## What you are asked to do
Return everything in the blog post below about building domharvest-playwright, word for word, from "Posted on Jan" down to "published npm package.".

>> start Reading passage

Max B.

Posted on Jan 11 • Edited on Jan 16 • Originally published at blog.domharvest.dev

Building domharvest-playwright: From Idea to npm Package

#opensource #javascript #node #playwright

Six months ago, I was frustrated with existing web scraping tools. They were either too simple (Cheerio couldn't handle JavaScript) or too complex (raw Playwright had too much boilerplate). So I built domharvest-playwright.

Here's the complete story of how I went from idea to published npm package.

The Problem That Started It All

I needed to scrape product data from a heavily JavaScript-dependent e-commerce site. My options:

Cheerio: Fast but can't execute JavaScript

// Doesn't work on modern SPAs
const $ = cheerio.load(html)
$('.product').each(...)  // Empty - content loaded via JS!

Puppeteer/Playwright: Powerful but verbose

// 20+ lines just to extract some divs
const browser = await playwright.chromium.launch()
const context = await browser.newContext()
const page = await context.newPage()
await page.goto(url)
const elements = await page.$$('.product')
// ...more boilerplate
await browser.close()

I wanted something in between: JavaScript rendering + simple API.

Design Goals

Before writing code, I defined what "success" looked like:

Simple API - Scrape data in 5 lines of code
Handles JavaScript - Modern SPAs shouldn't be a problem
Reliable - Works in production, not just demos
Zero config - Smart defaults, optional customization
Well-tested - I'm not debugging scraper bugs at 2 AM

The API Design Process

Iteration 1: Too Simple

// First attempt - too limited
const data = await scrape(url, '.product')

>> end Reading passage
>> start Raw data

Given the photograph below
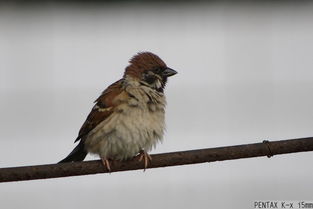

>> end Raw data

## Final answer
Posted on Jan 11 • Edited on Jan 16 • Originally published at blog.domharvest.dev

Building domharvest-playwright: From Idea to npm Package

#opensource #javascript #node #playwright

Six months ago, I was frustrated with existing web scraping tools. They were either too simple (Cheerio couldn't handle JavaScript) or too complex (raw Playwright had too much boilerplate). So I built domharvest-playwright.

Here's the complete story of how I went from idea to published npm package.